* **TEXT SEGMENT**:
☆ ☆ ☆ ☆

Re: Dynamic settings

2017-01-25 Thread 'Scott Mansfield' via memcached
The client is the EVCache client jar: https://github.com/netflix/evcache

When a user calls the batch get function on the client, it will spread
those batch gets out over many servers because it is hashing keys to
different servers. Imagine many of these batch gets happening at the same
time, though, and each server's queue will get a bunch of gets from a bunch
of different user-facing batch gets. It all gets intermixed. These
client-side read queues are rather large (1) and might end up sending a
batch of a few hundred keys at a time. These large batch gets are sent off
to the servers as "one" getq|getq|getq|getq|getq|getq|getq|getq|getq|getq|noop
package and read back in that order. We are reading the responses fairly
efficiently internally, but the batch get call that the user made is
waiting on the data from all of these separate servers to come back in
order to properly respond to the user in a synchronous manner.

Now on the memcached side, there's many servers all doing this same pattern
of many large batch gets. Memcached will stop responding to that connection
after 20 requests on the same event and go serve other connections. If that
happens, any user-facing batch call that is waiting on any getq command
still waiting to be serviced on that connection can be delayed. It doesn't
normally end up causing timeouts but it does at a low level.

Our timeouts for this app in particular are 5 seconds for a single
user-facing batch get call. This client app is fine with higher latency for
higher throughput.

At this point we have the reqs_per_event set to a rather high 300 and it
seems to have solved our problem. I don't think it's causing any more
consternation (for now), but having a dynamic setting would have lowered
the operational complexity of the tuning.

☆ ☆ ☆ ☆

* **ENTRIES SUPPLIED**:
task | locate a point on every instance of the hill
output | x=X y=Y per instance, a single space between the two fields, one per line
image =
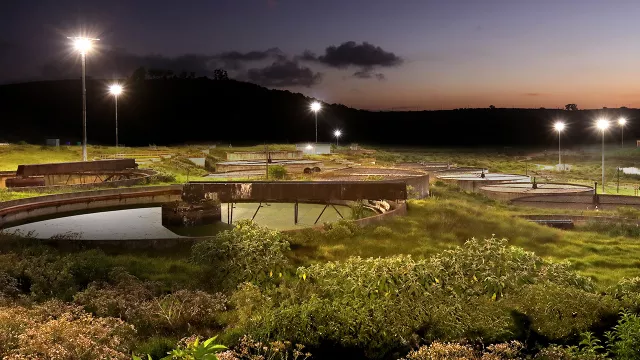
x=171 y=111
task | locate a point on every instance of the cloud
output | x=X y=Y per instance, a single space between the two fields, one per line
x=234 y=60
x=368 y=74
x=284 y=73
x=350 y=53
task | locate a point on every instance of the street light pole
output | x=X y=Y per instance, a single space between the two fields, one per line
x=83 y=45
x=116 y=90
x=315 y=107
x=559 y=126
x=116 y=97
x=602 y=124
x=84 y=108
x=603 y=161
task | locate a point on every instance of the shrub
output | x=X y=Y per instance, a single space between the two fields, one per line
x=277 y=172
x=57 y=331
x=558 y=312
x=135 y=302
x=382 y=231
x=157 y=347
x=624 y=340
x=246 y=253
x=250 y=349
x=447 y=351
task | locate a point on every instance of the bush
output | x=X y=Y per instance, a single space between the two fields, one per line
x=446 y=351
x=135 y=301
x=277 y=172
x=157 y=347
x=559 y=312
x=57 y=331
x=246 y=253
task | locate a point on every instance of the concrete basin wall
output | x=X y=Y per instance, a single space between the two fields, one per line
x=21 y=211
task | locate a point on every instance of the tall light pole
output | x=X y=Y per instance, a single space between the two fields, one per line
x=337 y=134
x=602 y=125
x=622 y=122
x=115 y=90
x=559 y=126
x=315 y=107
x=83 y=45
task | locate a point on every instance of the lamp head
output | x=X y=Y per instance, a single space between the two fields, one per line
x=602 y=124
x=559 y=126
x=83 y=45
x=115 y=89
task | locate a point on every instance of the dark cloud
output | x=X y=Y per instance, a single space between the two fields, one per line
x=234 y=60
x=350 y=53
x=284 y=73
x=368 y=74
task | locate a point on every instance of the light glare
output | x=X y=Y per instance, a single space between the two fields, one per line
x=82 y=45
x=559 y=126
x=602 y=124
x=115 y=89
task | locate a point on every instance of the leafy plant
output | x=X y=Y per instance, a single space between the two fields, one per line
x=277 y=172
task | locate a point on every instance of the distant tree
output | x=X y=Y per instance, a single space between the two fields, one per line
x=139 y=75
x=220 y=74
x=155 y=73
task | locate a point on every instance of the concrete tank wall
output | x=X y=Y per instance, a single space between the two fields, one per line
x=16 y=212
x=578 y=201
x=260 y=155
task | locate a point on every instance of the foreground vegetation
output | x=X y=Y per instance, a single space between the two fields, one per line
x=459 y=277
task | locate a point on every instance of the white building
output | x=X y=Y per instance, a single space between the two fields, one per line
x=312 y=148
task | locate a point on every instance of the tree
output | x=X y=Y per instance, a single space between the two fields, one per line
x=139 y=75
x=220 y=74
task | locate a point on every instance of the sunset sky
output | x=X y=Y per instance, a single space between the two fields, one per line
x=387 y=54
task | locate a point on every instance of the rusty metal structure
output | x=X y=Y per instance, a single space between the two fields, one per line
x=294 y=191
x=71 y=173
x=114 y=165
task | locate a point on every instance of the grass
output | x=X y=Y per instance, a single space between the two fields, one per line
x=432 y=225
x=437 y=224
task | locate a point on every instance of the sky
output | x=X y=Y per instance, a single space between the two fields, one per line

☆ ☆ ☆ ☆

* **TASK LIST**:
1 > Please answer these from the memcached post, one line each:
(a) After how many requests on the same event does memcached stop responding to a connection and go serve others?
(b) What timeout does this app use for a single user-facing batch get call?
(c) To what value is reqs_per_event now set?
2 > Carry the post about memcached batch gets forward from its last sentence, keeping the same voice.

* **ANSWERS**:
1 >
(a) 20 requests
(b) 5 seconds
(c) 300

2 >
*Scott Mansfield*

Product > Consumer Science Eng > EVCache > Sr. Software Eng
{
  M: 352-514-9452 <(352)%20514-9452>
  E: smansfi...@netflix.com
  K: {M: mobile, E: email, K: key}
}

On Wed, Jan 25, 2017 at 11:04 AM, dormando  wrote:

> I guess when I say dynamic I mostly mean runttime-settable. Dynamic is a
> little harder so I tend to do those as a second pass.
>
> You're saying your client had head-of-line blocking for unrelated
> requests? I'm not 100% sure I follow.
>
> Big multiget comes in, multiget gets processed slightly slower than normal
> due to other clients making requests, so requests *behind* the multiget
> time out, or the multiget itself?
>
> How long is your timeout? :P
>
> I'll take a look at it as well and see about raising the limit in `-o
> modern` after some performance tests. The default is from 2006.
>
> thanks!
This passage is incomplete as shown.